To do: Locate every line in the records that contains the word "ornament" and copy each one in full. Case counts.

Task inputs:
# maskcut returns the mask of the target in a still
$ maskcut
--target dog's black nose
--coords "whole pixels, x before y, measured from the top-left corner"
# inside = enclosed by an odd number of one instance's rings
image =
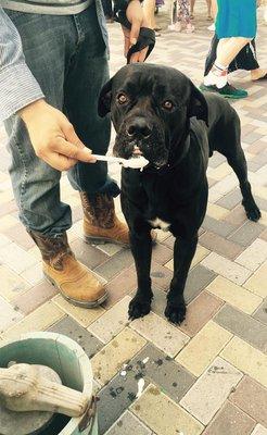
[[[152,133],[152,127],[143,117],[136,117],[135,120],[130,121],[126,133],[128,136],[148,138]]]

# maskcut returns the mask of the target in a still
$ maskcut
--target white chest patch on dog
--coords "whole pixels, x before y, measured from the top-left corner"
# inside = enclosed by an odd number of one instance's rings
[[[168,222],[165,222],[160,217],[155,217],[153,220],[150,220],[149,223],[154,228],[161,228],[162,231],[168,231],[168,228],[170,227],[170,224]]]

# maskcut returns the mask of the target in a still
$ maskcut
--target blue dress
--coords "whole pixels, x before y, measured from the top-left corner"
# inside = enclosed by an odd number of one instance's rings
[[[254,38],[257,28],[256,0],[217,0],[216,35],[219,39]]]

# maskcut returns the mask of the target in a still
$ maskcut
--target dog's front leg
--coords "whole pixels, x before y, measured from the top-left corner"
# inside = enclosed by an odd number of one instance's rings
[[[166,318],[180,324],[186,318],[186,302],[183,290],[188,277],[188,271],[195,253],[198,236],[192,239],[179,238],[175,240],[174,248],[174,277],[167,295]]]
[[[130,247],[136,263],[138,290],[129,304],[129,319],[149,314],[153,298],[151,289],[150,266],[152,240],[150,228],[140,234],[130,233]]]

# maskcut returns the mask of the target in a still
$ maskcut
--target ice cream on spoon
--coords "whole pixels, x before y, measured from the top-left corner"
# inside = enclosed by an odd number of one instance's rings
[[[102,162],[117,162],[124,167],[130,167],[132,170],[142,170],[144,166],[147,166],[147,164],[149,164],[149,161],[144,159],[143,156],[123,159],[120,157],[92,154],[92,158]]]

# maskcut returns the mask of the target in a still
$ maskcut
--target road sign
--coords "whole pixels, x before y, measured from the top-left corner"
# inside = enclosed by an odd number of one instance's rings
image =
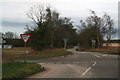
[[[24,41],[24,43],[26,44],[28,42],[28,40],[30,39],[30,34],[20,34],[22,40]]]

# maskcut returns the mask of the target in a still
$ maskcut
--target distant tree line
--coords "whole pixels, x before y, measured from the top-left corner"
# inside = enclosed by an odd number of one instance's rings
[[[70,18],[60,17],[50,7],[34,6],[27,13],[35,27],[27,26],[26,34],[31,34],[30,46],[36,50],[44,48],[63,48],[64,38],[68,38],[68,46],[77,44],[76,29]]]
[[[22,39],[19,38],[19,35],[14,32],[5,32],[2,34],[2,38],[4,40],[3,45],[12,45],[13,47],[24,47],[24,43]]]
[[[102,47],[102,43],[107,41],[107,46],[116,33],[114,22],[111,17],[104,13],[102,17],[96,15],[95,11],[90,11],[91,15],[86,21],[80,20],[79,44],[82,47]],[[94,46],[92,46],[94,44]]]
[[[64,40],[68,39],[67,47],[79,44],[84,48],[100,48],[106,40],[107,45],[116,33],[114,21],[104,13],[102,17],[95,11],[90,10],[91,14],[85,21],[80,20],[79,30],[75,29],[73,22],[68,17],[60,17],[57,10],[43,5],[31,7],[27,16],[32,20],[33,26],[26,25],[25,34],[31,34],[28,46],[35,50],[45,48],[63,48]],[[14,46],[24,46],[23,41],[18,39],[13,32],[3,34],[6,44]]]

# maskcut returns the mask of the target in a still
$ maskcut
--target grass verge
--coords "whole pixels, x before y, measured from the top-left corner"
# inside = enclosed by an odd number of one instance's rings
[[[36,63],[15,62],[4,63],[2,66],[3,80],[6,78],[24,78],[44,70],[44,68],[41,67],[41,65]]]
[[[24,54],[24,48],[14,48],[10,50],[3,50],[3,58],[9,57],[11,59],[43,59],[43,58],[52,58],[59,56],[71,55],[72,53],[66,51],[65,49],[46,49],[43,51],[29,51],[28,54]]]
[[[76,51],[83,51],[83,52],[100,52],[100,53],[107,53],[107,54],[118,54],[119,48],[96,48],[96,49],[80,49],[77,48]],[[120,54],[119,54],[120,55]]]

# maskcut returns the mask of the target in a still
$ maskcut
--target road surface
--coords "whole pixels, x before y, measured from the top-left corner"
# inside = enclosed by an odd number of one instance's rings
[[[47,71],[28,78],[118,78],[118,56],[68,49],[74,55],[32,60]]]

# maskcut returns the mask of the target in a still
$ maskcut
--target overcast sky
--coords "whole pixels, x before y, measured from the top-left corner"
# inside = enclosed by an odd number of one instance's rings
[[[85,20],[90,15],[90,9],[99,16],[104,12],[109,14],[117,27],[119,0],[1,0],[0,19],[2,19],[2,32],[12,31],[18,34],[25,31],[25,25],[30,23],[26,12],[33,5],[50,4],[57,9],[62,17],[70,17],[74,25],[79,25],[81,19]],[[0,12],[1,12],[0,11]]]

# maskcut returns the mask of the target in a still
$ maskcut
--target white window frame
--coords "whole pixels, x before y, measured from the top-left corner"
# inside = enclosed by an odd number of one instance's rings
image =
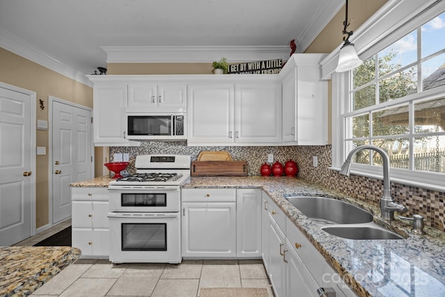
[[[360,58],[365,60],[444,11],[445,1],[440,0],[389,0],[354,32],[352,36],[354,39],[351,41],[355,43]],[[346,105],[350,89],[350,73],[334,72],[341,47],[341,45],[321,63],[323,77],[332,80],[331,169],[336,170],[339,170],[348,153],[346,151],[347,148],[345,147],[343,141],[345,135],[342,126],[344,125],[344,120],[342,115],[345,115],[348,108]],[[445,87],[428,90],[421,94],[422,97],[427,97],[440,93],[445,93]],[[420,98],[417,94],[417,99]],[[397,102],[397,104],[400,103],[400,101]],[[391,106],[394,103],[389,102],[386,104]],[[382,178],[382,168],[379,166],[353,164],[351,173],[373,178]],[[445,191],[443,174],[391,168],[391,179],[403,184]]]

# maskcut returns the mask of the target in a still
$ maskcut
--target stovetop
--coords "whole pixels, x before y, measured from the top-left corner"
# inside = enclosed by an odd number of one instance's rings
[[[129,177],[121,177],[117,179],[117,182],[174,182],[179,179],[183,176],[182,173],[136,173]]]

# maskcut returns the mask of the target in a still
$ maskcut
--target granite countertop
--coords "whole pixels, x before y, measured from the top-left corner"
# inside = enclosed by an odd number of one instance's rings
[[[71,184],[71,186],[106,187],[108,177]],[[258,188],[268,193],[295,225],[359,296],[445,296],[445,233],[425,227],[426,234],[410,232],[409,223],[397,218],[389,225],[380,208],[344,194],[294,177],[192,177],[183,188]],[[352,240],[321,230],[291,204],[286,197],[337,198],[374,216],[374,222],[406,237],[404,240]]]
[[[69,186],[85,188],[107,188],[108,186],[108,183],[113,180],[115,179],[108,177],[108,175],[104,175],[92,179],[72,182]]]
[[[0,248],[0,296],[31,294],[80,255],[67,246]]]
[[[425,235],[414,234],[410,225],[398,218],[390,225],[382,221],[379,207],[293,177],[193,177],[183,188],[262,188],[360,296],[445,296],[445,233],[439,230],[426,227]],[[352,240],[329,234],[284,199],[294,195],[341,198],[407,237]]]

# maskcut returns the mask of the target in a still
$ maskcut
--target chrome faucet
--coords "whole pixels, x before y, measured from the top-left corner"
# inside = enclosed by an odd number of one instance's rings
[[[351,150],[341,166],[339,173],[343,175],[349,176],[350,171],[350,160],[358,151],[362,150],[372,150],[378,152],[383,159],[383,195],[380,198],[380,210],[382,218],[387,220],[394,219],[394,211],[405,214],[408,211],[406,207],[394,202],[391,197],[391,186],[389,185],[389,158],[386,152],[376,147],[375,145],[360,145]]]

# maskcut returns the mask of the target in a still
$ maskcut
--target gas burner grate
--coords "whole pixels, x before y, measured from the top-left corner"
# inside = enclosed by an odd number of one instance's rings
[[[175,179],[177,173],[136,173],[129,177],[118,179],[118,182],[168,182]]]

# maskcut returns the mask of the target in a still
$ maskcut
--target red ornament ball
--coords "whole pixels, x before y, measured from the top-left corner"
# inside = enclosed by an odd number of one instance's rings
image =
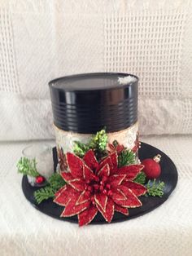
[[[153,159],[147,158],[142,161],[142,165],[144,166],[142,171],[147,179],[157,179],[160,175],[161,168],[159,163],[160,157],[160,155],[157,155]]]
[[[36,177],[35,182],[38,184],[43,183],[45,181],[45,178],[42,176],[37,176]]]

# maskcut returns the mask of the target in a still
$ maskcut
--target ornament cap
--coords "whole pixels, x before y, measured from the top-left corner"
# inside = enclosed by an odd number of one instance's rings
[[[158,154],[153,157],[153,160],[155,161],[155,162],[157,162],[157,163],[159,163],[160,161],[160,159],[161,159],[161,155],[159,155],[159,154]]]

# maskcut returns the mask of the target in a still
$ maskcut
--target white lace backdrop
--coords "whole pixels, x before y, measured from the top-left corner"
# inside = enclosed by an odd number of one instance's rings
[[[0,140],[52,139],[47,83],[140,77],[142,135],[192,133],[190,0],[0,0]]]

--

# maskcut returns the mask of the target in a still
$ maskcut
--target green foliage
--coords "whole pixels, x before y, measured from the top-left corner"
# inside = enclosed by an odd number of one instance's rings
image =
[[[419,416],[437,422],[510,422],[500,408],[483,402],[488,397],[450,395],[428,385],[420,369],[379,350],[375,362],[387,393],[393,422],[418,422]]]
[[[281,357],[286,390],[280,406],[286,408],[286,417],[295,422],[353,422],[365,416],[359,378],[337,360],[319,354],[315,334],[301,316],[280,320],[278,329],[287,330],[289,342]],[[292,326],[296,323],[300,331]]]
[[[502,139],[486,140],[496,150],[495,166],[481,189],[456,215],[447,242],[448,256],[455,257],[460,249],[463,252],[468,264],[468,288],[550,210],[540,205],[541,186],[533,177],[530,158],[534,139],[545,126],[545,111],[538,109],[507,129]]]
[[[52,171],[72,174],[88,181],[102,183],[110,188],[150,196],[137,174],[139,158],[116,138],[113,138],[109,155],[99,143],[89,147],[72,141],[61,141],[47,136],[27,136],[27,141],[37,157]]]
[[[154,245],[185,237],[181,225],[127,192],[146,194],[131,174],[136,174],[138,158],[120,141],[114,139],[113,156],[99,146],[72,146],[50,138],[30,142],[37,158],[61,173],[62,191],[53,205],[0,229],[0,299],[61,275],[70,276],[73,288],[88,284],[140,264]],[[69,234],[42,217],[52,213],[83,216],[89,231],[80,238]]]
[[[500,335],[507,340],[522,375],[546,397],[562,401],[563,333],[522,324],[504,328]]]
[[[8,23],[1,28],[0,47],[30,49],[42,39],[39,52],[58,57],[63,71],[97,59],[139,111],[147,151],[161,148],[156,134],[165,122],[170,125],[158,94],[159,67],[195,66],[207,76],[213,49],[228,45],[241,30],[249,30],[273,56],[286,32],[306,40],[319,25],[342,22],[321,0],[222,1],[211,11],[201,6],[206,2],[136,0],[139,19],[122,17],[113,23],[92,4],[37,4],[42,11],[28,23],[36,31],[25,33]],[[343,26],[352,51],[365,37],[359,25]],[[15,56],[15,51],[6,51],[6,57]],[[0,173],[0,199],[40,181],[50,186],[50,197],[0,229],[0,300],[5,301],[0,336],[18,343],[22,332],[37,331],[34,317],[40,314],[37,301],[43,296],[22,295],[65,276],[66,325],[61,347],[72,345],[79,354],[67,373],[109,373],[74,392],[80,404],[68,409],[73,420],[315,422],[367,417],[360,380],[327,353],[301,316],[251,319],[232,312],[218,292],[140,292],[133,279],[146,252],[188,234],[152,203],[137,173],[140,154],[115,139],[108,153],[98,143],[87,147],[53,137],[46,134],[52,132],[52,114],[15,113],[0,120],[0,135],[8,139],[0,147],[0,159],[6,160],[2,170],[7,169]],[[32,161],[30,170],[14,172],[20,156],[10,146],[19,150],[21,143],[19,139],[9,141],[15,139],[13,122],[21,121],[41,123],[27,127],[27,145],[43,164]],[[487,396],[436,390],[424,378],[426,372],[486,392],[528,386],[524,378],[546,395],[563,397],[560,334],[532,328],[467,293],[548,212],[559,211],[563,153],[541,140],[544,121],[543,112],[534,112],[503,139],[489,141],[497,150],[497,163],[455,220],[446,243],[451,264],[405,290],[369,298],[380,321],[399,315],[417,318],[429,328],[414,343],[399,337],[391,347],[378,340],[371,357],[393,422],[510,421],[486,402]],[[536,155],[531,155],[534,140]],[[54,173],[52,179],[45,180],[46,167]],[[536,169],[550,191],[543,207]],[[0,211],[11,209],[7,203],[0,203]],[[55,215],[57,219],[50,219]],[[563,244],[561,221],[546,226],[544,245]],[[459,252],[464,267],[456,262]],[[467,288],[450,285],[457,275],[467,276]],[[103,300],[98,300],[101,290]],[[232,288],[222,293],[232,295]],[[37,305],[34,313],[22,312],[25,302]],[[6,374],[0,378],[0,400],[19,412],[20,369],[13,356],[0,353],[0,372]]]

==

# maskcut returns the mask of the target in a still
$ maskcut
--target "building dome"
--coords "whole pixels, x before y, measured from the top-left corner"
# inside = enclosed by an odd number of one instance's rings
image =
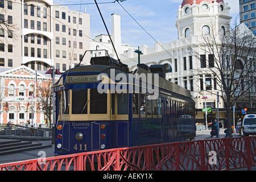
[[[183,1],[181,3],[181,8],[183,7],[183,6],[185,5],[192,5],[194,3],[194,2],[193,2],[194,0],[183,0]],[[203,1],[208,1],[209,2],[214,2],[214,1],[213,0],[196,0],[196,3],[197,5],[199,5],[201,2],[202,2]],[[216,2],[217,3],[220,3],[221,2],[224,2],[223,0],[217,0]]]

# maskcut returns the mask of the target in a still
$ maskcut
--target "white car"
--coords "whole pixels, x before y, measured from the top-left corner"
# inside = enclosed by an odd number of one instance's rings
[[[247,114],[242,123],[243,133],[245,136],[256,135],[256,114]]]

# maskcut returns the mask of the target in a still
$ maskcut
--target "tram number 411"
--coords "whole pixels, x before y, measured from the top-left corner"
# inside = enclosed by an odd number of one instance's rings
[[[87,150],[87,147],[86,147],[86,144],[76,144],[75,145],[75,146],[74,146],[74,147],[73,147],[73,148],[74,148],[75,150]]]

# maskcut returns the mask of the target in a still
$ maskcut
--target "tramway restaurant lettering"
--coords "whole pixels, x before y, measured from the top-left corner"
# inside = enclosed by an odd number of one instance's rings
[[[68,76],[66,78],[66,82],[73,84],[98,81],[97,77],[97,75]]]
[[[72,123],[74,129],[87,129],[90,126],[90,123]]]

Solution:
--target red ornament ball
--target ornament cap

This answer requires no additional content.